[Rows of bounding box annotation data]
begin

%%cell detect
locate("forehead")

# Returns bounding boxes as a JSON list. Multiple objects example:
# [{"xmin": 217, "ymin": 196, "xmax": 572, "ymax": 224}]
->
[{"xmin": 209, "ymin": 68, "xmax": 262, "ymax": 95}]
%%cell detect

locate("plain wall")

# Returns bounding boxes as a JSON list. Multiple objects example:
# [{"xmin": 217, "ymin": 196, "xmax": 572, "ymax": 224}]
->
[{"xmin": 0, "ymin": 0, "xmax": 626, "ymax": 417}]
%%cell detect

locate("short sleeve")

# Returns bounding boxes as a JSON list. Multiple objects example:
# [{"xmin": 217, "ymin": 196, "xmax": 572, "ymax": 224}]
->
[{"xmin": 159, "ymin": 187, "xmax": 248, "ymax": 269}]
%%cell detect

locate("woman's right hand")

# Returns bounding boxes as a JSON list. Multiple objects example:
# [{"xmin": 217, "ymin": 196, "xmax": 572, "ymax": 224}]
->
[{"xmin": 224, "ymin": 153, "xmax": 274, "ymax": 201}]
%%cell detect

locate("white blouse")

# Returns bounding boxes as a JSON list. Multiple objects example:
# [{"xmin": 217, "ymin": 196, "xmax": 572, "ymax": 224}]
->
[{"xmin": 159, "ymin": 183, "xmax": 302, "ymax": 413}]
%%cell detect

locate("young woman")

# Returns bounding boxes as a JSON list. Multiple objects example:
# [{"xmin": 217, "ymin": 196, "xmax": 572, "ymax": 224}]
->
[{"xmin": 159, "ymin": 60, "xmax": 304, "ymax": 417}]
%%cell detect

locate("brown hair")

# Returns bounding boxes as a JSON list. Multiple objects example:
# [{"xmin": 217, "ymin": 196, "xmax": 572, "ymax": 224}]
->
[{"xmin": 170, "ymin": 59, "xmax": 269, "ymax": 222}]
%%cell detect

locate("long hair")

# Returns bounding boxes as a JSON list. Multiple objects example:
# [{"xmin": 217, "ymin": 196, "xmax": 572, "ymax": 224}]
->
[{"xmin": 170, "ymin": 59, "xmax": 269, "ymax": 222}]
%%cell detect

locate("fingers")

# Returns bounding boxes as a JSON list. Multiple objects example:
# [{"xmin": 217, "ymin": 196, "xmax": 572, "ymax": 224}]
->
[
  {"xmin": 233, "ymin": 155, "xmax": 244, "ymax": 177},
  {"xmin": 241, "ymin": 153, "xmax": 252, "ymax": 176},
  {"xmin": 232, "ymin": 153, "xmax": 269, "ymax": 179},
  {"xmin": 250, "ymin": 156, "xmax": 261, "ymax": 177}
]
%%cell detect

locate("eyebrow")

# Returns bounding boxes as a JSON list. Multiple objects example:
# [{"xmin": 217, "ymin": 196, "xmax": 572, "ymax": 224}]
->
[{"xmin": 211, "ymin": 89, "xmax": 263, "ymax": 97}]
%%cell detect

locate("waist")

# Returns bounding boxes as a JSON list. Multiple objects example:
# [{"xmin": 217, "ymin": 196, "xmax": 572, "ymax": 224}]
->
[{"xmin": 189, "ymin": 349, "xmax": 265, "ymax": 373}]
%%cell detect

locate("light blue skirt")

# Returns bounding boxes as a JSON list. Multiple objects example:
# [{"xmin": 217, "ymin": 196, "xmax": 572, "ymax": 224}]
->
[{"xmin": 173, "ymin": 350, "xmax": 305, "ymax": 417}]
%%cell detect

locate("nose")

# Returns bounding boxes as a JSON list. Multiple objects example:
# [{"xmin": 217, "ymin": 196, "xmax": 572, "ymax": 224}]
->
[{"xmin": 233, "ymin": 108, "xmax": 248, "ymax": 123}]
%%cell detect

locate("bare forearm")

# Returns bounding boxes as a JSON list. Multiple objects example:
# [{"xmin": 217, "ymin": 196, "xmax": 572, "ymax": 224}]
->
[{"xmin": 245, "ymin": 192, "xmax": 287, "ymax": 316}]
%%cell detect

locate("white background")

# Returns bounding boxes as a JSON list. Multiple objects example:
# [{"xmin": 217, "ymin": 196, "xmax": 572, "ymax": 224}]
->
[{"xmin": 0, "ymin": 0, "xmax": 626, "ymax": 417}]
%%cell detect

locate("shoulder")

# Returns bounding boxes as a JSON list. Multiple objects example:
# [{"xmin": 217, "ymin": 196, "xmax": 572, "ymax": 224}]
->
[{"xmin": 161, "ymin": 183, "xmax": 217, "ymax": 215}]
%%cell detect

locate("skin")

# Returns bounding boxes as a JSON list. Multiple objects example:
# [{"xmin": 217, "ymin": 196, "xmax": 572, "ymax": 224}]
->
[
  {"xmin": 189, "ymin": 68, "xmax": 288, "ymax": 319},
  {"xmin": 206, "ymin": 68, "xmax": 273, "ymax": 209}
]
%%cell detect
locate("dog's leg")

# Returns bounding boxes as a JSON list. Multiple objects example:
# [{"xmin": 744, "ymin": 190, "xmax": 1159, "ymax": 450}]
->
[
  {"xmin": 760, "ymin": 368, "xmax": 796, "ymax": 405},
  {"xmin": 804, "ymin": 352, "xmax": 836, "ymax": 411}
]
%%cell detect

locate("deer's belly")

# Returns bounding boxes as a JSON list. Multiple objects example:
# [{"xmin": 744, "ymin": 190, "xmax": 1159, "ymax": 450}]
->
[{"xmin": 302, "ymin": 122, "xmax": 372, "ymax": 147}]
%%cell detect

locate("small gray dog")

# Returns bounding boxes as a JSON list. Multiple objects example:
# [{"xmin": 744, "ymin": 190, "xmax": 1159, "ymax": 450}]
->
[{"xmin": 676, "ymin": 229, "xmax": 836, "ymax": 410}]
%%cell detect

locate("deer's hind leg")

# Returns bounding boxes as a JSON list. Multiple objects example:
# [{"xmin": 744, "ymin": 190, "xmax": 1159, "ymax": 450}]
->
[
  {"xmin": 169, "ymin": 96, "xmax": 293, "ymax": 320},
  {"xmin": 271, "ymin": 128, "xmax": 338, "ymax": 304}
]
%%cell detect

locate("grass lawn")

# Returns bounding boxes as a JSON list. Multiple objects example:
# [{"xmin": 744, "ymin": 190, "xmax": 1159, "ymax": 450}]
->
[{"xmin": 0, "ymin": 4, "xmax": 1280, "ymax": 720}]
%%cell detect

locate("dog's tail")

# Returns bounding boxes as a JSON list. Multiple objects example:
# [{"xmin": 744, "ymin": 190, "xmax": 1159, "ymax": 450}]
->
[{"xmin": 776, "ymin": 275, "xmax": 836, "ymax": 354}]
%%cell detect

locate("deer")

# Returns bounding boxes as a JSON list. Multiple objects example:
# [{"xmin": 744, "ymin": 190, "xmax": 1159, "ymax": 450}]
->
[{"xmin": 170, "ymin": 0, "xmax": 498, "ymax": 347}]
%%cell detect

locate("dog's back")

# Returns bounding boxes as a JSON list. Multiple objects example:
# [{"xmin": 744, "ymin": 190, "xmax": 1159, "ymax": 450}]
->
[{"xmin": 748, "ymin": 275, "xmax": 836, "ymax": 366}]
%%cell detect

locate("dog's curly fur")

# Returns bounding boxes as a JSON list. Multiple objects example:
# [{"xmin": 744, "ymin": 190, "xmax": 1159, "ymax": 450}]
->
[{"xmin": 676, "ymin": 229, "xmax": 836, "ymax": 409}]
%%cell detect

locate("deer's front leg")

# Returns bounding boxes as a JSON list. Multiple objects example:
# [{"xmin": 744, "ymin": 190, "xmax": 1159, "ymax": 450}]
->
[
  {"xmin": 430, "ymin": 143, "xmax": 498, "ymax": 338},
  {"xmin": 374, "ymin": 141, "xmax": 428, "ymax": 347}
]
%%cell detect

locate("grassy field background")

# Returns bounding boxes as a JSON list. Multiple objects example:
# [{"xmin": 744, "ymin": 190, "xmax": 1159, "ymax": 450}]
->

end

Exercise prompt: Please count how many lines in the material above contain the string "woman", treating uppercase and lowercase as different, and reply with the number alone.

Exercise result: 2